▶ **Data provided**:
····················
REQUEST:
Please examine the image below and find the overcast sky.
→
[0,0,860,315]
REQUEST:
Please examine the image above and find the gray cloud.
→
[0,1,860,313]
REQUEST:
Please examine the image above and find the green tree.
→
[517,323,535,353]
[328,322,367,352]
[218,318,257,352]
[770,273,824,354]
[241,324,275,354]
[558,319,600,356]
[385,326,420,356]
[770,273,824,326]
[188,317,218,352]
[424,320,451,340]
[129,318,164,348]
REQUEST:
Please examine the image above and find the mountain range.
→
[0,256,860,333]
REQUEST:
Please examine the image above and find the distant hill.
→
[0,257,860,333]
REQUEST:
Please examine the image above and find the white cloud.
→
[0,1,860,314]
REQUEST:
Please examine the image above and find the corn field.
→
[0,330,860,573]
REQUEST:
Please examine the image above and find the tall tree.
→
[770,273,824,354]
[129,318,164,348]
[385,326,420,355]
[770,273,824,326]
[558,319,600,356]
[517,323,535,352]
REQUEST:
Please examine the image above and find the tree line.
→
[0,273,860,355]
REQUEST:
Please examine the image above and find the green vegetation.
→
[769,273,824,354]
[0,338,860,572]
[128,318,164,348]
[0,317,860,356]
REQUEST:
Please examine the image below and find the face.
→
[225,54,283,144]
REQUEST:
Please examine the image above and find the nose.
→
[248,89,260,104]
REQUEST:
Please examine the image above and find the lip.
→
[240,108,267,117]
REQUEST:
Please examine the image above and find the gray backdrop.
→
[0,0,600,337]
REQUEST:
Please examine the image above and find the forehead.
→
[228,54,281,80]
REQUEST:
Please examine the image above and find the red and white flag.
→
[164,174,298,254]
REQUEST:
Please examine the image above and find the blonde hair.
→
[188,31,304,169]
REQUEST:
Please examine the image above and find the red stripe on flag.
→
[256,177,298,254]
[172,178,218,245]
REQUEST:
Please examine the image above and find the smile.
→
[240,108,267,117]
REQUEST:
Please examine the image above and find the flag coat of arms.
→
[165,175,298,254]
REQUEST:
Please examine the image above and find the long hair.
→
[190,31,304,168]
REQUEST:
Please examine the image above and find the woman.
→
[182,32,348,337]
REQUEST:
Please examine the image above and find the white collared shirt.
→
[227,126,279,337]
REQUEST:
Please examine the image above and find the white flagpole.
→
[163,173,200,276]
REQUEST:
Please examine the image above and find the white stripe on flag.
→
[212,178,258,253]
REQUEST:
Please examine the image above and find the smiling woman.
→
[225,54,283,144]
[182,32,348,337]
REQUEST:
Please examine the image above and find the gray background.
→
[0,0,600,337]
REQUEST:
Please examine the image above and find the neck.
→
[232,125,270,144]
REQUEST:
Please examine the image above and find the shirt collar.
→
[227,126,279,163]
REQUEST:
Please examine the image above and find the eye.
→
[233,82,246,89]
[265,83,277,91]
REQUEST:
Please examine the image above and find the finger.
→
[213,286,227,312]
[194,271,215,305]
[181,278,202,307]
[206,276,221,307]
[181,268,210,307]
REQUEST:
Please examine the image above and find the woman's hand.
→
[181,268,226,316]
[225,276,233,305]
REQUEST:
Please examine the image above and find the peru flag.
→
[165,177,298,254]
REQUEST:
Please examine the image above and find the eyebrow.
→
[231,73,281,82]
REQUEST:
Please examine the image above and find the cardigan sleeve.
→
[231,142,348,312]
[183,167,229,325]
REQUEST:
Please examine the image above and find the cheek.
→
····················
Repeat the rows above from their first line through the line that contains "[0,1,860,313]", including both of those lines.

REQUEST:
Please examine the image below and find the overcast sky.
→
[0,0,860,315]
REQUEST:
Please examine the image above and find the gray cloud.
→
[0,1,860,313]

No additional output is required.